**PROVIDED INFORMATION:**
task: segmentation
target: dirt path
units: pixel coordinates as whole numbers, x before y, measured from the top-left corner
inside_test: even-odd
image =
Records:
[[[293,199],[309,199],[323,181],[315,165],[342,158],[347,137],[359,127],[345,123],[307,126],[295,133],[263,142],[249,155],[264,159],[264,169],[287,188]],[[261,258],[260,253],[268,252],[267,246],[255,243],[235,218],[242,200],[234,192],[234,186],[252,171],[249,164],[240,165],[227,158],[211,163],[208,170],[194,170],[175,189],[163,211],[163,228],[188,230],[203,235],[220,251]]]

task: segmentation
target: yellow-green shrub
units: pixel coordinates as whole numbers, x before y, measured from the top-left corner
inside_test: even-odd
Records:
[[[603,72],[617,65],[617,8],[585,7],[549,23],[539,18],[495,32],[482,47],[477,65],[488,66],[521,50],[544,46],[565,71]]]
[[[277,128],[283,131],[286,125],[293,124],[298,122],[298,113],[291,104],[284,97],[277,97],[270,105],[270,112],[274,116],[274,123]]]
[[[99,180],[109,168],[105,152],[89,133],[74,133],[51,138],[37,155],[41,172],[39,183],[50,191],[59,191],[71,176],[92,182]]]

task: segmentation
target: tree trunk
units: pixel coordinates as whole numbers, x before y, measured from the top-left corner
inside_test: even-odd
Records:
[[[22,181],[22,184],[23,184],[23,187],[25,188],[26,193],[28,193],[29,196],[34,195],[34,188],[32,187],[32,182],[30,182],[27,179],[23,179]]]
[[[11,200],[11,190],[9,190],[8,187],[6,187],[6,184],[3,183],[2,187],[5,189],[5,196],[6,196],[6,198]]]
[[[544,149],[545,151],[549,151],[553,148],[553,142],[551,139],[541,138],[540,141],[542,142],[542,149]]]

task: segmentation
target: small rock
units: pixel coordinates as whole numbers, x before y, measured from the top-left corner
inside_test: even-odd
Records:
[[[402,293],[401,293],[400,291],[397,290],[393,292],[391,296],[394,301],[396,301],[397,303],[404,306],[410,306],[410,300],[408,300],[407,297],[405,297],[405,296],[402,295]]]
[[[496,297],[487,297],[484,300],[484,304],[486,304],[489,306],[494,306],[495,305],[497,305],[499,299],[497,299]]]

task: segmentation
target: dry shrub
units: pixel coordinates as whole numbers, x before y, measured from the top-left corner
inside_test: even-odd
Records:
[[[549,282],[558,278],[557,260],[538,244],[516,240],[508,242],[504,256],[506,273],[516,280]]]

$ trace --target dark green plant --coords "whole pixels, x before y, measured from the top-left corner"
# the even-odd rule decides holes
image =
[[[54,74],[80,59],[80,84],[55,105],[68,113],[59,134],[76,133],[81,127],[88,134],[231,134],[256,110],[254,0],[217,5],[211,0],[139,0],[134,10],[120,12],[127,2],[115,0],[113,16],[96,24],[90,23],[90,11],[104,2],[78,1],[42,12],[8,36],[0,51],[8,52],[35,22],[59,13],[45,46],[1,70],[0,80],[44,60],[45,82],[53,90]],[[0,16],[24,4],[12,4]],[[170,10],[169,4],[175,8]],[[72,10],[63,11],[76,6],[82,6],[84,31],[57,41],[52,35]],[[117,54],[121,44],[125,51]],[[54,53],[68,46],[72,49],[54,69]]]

**PROBLEM DESCRIPTION:** Write out every item above once more, unchanged and in the same order.

**ANSWER TO THIS PROBLEM:**
task: segmentation
target: dirt path
units: pixel coordinates as whole numbers, x before y, measured from the top-left corner
inside_test: even-odd
image =
Records:
[[[293,199],[309,199],[323,181],[315,165],[342,158],[347,137],[359,127],[345,123],[307,126],[295,133],[263,142],[249,155],[264,159],[264,169],[287,188]],[[261,258],[260,253],[268,252],[267,246],[255,243],[235,218],[242,200],[234,192],[234,186],[252,171],[249,164],[240,165],[227,158],[211,163],[208,170],[194,170],[175,189],[163,211],[163,228],[188,230],[203,235],[220,251]]]

task: segmentation
target: yellow-green shrub
units: pixel coordinates as whole numbers, x before y, measured from the top-left corner
inside_test: even-odd
Records:
[[[603,72],[617,65],[617,8],[585,7],[549,23],[539,18],[495,32],[482,47],[477,65],[488,66],[521,50],[544,46],[565,71]]]
[[[277,128],[283,131],[286,125],[293,124],[298,122],[298,113],[291,104],[284,97],[277,97],[270,105],[270,112],[274,116],[274,123]]]
[[[99,180],[109,168],[105,152],[89,133],[74,133],[51,138],[37,155],[41,172],[39,183],[50,191],[59,191],[71,176],[92,182]]]

task: segmentation
target: tree trunk
units: pixel coordinates as whole numbers, x before y, measured from the top-left corner
inside_test: even-odd
Records:
[[[22,181],[22,184],[23,184],[23,187],[25,188],[26,193],[28,193],[29,196],[34,195],[34,188],[32,187],[32,182],[30,182],[27,179],[23,179]]]
[[[11,200],[11,190],[9,190],[8,187],[6,187],[6,184],[3,183],[2,187],[5,189],[5,196],[6,196],[6,198]]]
[[[544,149],[545,151],[549,151],[553,148],[553,142],[551,139],[541,138],[540,141],[542,142],[542,149]]]

task: segmentation
target: small rock
units: pixel coordinates as whole numbers, x before y, measured from the top-left corner
inside_test: even-odd
Records:
[[[402,293],[401,293],[400,291],[397,290],[393,292],[391,296],[394,301],[396,301],[397,303],[404,306],[410,306],[410,300],[408,300],[407,297],[405,297],[405,296],[402,295]]]
[[[496,297],[487,297],[484,300],[484,304],[486,304],[489,306],[494,306],[495,305],[497,305],[499,299],[497,299]]]

task: segmentation
target: dry shrub
units: pixel coordinates as whole numbers, x before y, measured from the top-left corner
inside_test: even-odd
Records:
[[[549,282],[558,278],[557,260],[538,244],[516,240],[508,242],[504,256],[506,273],[516,280]]]

$ trace --target dark green plant --coords "whole pixels, x before y, measured from the top-left corner"
# the even-odd rule decides holes
image =
[[[54,74],[80,59],[80,84],[55,105],[68,113],[59,134],[76,133],[81,127],[88,134],[231,134],[256,110],[254,0],[217,5],[211,0],[139,0],[134,10],[120,12],[127,2],[115,0],[113,16],[96,24],[90,23],[90,11],[104,2],[78,1],[42,12],[8,36],[0,51],[8,52],[35,22],[59,13],[45,46],[1,70],[0,80],[44,60],[45,82],[53,90]],[[0,16],[24,4],[12,4]],[[170,10],[169,4],[175,8]],[[72,10],[63,11],[76,6],[82,6],[84,31],[57,41],[52,35]],[[117,54],[121,44],[125,51]],[[54,53],[68,46],[72,49],[54,69]]]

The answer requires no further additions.